>> begin Data for processing

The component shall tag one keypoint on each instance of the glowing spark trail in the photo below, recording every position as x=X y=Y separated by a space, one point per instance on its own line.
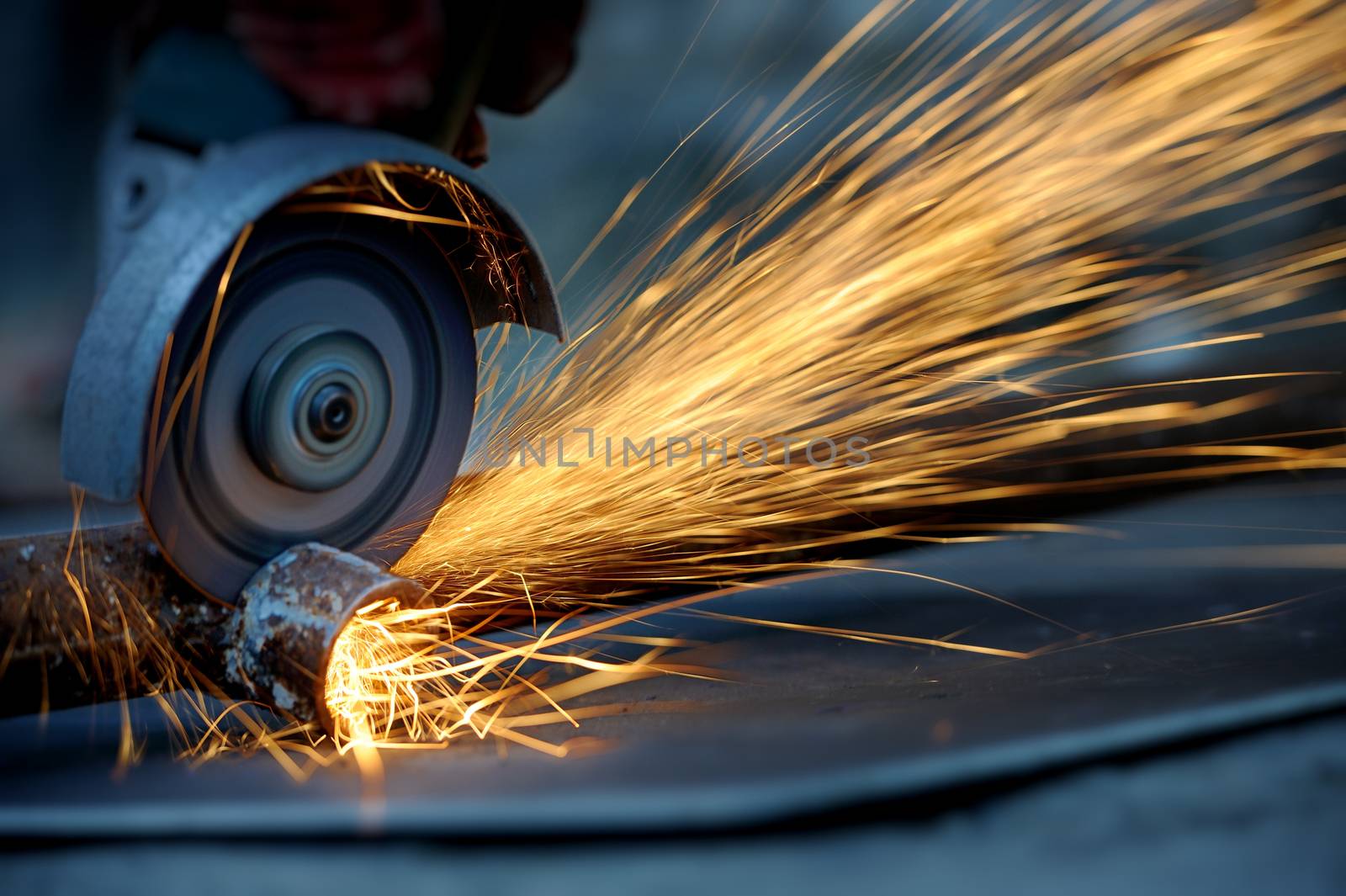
x=929 y=280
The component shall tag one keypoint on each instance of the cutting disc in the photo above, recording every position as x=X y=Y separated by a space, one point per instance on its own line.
x=326 y=395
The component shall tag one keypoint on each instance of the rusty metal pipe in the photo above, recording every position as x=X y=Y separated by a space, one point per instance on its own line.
x=107 y=618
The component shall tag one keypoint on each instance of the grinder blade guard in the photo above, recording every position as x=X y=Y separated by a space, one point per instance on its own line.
x=276 y=359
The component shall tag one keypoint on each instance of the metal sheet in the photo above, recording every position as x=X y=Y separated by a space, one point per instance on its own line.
x=819 y=724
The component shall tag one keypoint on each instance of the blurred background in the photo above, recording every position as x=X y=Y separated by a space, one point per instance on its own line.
x=644 y=77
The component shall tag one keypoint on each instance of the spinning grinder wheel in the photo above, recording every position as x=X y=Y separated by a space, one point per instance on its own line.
x=259 y=379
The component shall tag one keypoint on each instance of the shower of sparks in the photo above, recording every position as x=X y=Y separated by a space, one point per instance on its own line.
x=933 y=278
x=935 y=273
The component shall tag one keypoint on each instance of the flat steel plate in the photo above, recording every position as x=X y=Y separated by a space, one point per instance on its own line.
x=819 y=724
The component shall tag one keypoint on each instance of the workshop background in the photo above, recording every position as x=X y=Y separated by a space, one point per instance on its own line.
x=1252 y=802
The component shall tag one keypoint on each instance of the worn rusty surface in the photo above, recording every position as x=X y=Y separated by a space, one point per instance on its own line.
x=98 y=617
x=289 y=615
x=104 y=617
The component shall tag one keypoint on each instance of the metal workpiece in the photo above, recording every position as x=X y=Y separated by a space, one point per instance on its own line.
x=289 y=618
x=96 y=618
x=104 y=617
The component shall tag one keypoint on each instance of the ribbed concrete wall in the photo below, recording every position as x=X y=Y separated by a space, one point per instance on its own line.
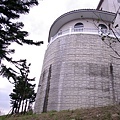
x=77 y=72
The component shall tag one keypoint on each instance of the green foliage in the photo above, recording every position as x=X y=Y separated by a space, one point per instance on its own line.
x=23 y=94
x=11 y=31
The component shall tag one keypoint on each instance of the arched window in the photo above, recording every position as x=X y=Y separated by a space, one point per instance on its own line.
x=102 y=28
x=78 y=27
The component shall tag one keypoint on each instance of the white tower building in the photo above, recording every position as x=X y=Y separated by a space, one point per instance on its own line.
x=79 y=69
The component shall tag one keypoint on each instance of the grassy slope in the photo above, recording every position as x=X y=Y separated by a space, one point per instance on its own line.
x=101 y=113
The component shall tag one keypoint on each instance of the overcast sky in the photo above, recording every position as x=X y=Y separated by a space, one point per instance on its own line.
x=38 y=23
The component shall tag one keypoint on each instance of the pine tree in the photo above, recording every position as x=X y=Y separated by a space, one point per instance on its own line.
x=11 y=30
x=23 y=94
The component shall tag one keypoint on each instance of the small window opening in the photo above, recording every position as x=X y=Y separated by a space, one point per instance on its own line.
x=102 y=28
x=78 y=27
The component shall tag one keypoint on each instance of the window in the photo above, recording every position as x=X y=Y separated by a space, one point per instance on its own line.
x=78 y=27
x=102 y=28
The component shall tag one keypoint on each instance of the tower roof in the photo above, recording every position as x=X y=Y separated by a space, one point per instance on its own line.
x=80 y=14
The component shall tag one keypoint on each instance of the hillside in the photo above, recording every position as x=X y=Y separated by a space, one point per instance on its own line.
x=100 y=113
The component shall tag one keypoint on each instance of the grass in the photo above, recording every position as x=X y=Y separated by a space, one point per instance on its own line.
x=100 y=113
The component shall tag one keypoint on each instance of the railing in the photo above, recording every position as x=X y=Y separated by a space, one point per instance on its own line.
x=83 y=31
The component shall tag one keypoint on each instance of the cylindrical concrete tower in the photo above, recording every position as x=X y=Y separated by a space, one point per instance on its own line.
x=78 y=71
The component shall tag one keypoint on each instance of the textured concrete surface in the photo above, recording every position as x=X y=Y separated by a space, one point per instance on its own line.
x=83 y=74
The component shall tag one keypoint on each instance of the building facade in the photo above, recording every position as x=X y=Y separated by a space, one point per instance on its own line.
x=80 y=70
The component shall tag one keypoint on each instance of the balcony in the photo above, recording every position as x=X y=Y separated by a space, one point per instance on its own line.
x=84 y=31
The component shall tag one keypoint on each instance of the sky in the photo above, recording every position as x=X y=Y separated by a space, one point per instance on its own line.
x=38 y=23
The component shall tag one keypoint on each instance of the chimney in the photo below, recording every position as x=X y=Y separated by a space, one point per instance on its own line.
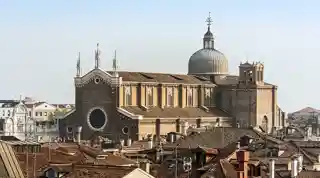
x=300 y=162
x=150 y=143
x=294 y=167
x=122 y=142
x=158 y=124
x=238 y=146
x=271 y=168
x=198 y=123
x=79 y=130
x=171 y=137
x=243 y=159
x=237 y=124
x=185 y=127
x=178 y=125
x=317 y=126
x=129 y=141
x=144 y=165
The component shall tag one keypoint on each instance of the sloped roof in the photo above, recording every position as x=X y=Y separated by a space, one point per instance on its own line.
x=10 y=161
x=187 y=112
x=218 y=137
x=162 y=78
x=102 y=171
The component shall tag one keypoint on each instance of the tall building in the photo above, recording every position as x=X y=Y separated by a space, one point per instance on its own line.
x=136 y=104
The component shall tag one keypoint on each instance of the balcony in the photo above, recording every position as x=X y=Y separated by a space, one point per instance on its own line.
x=47 y=129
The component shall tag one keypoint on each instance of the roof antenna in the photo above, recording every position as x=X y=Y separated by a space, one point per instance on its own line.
x=97 y=57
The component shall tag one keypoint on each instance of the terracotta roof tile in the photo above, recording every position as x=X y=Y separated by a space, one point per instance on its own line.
x=218 y=137
x=162 y=78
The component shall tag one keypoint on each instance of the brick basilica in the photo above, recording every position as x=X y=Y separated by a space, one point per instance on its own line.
x=122 y=104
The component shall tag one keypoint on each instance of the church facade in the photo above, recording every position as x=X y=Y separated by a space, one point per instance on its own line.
x=122 y=104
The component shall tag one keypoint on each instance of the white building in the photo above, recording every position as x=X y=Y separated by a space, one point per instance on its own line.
x=15 y=120
x=36 y=120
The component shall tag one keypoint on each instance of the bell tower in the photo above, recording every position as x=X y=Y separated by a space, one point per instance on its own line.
x=251 y=74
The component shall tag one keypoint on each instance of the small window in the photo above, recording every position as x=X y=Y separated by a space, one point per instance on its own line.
x=127 y=96
x=149 y=96
x=207 y=97
x=190 y=97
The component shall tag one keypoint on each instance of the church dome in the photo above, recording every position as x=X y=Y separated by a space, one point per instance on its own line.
x=208 y=60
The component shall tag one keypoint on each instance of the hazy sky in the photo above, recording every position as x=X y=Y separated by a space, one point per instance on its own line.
x=39 y=41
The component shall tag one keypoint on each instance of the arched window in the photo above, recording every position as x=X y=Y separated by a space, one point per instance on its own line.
x=149 y=96
x=170 y=96
x=207 y=97
x=127 y=96
x=190 y=97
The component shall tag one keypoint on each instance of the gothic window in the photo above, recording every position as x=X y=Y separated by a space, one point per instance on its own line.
x=207 y=97
x=127 y=96
x=20 y=128
x=149 y=97
x=169 y=96
x=189 y=97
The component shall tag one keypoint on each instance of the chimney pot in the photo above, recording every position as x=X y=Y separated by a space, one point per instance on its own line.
x=294 y=167
x=129 y=142
x=79 y=130
x=238 y=146
x=271 y=168
x=122 y=142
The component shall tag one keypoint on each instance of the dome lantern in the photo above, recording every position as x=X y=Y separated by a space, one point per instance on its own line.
x=208 y=60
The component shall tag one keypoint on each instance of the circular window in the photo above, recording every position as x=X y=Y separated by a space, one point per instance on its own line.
x=125 y=130
x=97 y=80
x=97 y=119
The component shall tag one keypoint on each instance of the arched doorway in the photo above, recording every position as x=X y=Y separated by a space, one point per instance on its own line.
x=264 y=124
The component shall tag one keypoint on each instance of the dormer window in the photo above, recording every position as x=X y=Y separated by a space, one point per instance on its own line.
x=190 y=97
x=149 y=98
x=127 y=96
x=170 y=98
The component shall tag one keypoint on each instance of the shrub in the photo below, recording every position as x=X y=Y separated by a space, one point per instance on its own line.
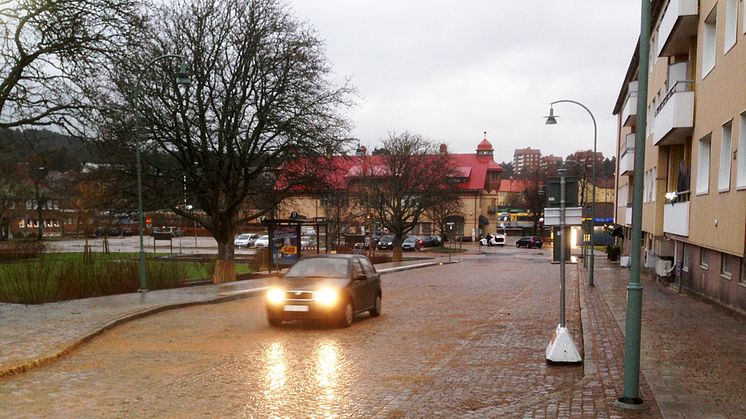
x=21 y=249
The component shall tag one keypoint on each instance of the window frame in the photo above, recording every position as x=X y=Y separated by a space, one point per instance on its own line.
x=702 y=186
x=703 y=256
x=725 y=271
x=709 y=43
x=725 y=165
x=730 y=37
x=741 y=151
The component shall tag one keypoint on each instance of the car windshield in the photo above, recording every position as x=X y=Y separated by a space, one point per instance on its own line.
x=325 y=267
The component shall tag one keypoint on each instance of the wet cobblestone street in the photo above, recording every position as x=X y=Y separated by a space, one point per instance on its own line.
x=453 y=340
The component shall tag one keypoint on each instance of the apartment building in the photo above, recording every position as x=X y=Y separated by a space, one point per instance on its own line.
x=526 y=160
x=694 y=194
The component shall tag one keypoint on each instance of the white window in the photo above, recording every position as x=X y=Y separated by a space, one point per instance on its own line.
x=731 y=24
x=649 y=185
x=622 y=194
x=725 y=268
x=709 y=40
x=741 y=153
x=704 y=258
x=703 y=165
x=725 y=159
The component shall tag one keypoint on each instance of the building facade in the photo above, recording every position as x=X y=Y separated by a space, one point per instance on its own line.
x=694 y=193
x=526 y=160
x=478 y=185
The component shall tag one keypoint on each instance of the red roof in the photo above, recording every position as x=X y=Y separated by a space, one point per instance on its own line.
x=484 y=145
x=477 y=167
x=513 y=185
x=471 y=166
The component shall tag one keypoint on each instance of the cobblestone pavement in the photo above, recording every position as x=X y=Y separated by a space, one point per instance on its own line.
x=692 y=351
x=461 y=340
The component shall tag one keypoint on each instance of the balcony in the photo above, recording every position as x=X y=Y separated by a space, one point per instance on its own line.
x=678 y=24
x=627 y=159
x=629 y=111
x=674 y=117
x=628 y=216
x=676 y=218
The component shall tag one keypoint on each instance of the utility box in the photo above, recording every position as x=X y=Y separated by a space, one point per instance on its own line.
x=571 y=191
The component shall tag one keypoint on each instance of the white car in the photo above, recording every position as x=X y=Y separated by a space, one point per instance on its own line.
x=245 y=240
x=262 y=241
x=493 y=240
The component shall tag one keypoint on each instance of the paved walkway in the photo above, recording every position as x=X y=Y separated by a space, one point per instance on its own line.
x=691 y=355
x=31 y=335
x=692 y=351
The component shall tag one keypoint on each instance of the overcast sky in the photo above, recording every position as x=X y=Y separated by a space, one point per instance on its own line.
x=450 y=70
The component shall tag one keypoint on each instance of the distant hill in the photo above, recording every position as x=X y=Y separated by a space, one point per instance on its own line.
x=59 y=151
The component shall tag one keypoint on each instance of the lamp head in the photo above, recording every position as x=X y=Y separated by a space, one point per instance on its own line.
x=182 y=76
x=551 y=119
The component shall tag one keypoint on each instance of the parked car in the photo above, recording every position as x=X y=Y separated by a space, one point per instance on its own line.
x=245 y=240
x=493 y=240
x=386 y=242
x=529 y=242
x=325 y=287
x=412 y=243
x=431 y=241
x=262 y=241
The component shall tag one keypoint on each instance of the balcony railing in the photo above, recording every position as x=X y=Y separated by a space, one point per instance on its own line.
x=676 y=215
x=674 y=117
x=629 y=113
x=678 y=24
x=627 y=159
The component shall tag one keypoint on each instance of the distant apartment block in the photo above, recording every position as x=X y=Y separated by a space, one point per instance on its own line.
x=694 y=179
x=526 y=160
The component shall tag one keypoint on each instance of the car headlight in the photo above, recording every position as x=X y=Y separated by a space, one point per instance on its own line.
x=275 y=296
x=326 y=296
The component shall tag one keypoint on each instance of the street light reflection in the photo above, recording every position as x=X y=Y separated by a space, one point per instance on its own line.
x=327 y=355
x=276 y=369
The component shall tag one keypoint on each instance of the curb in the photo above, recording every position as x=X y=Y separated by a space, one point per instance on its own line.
x=45 y=359
x=6 y=371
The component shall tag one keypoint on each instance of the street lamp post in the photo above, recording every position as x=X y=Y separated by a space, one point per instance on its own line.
x=552 y=120
x=633 y=330
x=182 y=79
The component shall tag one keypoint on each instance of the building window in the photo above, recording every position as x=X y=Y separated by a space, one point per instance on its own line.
x=725 y=159
x=741 y=153
x=709 y=40
x=725 y=268
x=703 y=258
x=703 y=165
x=731 y=24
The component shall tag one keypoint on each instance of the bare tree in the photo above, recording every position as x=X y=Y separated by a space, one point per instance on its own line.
x=402 y=183
x=255 y=123
x=446 y=205
x=52 y=53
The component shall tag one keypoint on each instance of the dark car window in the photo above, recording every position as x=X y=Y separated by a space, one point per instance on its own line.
x=356 y=268
x=367 y=267
x=329 y=267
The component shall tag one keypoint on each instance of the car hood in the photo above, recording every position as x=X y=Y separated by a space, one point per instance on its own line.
x=310 y=283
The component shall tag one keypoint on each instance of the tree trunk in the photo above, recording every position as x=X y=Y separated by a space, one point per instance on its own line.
x=225 y=268
x=397 y=251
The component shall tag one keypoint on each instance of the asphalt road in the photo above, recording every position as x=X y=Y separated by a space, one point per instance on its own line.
x=453 y=340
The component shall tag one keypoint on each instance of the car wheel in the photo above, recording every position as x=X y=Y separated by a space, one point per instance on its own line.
x=348 y=314
x=376 y=310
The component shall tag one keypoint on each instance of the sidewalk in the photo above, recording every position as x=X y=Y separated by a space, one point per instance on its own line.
x=33 y=335
x=692 y=351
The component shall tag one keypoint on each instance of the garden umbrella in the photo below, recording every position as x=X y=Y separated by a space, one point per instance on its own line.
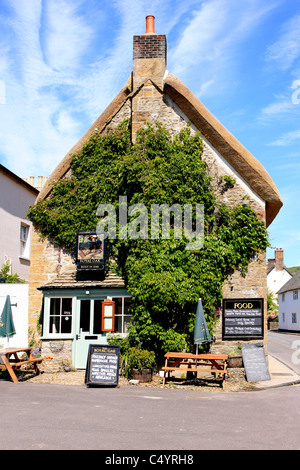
x=201 y=332
x=7 y=327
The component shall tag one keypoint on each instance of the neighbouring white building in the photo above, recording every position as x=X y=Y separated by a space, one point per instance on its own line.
x=16 y=195
x=277 y=273
x=289 y=304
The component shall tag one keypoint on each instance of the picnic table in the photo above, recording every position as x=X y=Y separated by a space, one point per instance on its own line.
x=12 y=358
x=215 y=364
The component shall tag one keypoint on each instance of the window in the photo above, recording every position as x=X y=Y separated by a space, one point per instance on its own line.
x=60 y=315
x=122 y=317
x=24 y=240
x=108 y=315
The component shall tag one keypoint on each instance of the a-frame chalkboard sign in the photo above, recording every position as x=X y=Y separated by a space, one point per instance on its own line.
x=102 y=367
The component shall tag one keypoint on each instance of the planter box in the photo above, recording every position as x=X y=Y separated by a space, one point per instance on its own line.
x=235 y=361
x=144 y=375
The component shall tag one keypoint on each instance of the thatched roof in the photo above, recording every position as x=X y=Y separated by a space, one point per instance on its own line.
x=246 y=165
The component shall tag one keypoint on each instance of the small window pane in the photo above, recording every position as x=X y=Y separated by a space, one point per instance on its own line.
x=97 y=317
x=60 y=320
x=85 y=312
x=108 y=323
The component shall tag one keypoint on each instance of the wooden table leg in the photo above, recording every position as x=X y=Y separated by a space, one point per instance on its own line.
x=9 y=369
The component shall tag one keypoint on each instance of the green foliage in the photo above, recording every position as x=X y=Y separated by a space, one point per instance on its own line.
x=136 y=358
x=10 y=278
x=164 y=279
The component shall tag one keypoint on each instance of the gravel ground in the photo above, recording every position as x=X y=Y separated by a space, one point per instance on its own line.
x=235 y=381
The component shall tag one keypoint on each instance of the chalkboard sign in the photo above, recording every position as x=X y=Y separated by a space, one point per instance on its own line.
x=255 y=363
x=243 y=319
x=102 y=365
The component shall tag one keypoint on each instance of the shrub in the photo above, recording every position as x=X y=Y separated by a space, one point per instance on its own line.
x=136 y=358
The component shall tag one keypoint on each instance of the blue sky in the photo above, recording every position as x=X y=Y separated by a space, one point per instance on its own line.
x=63 y=61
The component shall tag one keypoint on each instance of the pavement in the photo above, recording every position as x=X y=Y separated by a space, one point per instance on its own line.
x=281 y=375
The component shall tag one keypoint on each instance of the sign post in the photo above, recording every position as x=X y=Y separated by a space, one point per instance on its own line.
x=102 y=367
x=90 y=251
x=243 y=319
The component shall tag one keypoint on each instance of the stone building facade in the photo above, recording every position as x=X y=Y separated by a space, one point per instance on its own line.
x=151 y=94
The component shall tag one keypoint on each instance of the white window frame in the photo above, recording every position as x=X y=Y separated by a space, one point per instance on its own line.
x=46 y=325
x=295 y=295
x=122 y=315
x=25 y=240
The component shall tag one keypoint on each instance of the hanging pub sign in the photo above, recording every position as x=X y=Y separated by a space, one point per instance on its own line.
x=90 y=251
x=243 y=319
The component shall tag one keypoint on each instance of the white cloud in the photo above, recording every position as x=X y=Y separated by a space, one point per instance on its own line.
x=210 y=43
x=67 y=34
x=286 y=139
x=286 y=50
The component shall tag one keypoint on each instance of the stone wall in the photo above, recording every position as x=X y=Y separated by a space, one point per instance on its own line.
x=149 y=103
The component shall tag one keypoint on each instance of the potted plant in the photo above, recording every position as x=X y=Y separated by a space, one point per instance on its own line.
x=139 y=364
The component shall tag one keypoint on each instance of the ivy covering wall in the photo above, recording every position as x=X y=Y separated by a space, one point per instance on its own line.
x=164 y=278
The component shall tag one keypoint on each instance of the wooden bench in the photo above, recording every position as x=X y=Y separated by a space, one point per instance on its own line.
x=215 y=364
x=10 y=360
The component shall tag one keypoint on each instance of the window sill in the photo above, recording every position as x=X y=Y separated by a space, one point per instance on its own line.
x=53 y=337
x=24 y=258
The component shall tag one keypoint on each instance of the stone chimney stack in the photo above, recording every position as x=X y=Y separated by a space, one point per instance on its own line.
x=149 y=67
x=279 y=259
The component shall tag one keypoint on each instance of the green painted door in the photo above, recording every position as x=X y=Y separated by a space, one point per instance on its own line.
x=88 y=329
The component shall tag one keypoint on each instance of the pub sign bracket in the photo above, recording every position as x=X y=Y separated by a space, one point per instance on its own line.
x=90 y=251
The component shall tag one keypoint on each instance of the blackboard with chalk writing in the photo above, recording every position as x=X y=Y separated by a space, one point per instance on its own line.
x=102 y=367
x=255 y=363
x=243 y=319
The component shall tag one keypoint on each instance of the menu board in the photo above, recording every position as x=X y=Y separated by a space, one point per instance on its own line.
x=243 y=318
x=255 y=363
x=102 y=365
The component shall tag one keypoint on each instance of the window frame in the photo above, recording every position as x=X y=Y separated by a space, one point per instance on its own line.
x=24 y=241
x=108 y=303
x=47 y=317
x=295 y=295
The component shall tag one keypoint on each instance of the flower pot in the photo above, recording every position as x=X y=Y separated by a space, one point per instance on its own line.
x=235 y=361
x=144 y=375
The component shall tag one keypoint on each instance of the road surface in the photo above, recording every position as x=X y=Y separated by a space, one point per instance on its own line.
x=286 y=348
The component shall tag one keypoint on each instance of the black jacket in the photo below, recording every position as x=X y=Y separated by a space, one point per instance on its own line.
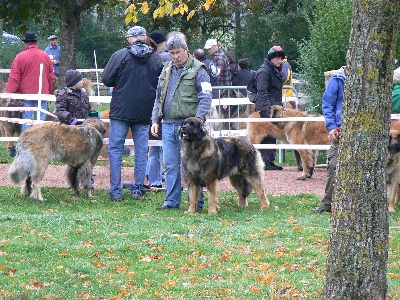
x=269 y=86
x=133 y=72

>> end Data for processing

Copy out word for word the lines between the line holding "the car wheel" and the line holding "x=108 y=315", inclusive. Leave out the pictures.

The component shall tag one keypoint on each instance of the car wheel in the photo above, recording every position as x=X y=Y separated by a space, one point per instance on its own line.
x=348 y=314
x=376 y=310
The component shall tag one keypoint on each instance of the sidewalk in the photo above, recording every position as x=X y=Y separated by a space, one point per instance on its own line.
x=33 y=335
x=692 y=351
The component shall tag one keypoint on each instance of the garden umbrella in the photo below, recording every position as x=X y=Y separated by a space, one point per instance on its own line.
x=201 y=332
x=7 y=327
The component shall tag one keypoint on each instance of the neighbouring white building in the photo above, recording every position as x=X y=Y separated by a space, one point per instance on its own line.
x=16 y=195
x=277 y=273
x=289 y=304
The component shall tag one keypoint on each instance of the picnic table in the photo above, recording every position as x=X y=Y separated by a space, one point per instance on its own line.
x=12 y=358
x=215 y=364
The component shall tag one keypoint on each instance of the window in the photo above, recording every position as x=X y=Y separated by a space, one point per instance on its own line.
x=60 y=315
x=122 y=317
x=24 y=240
x=108 y=315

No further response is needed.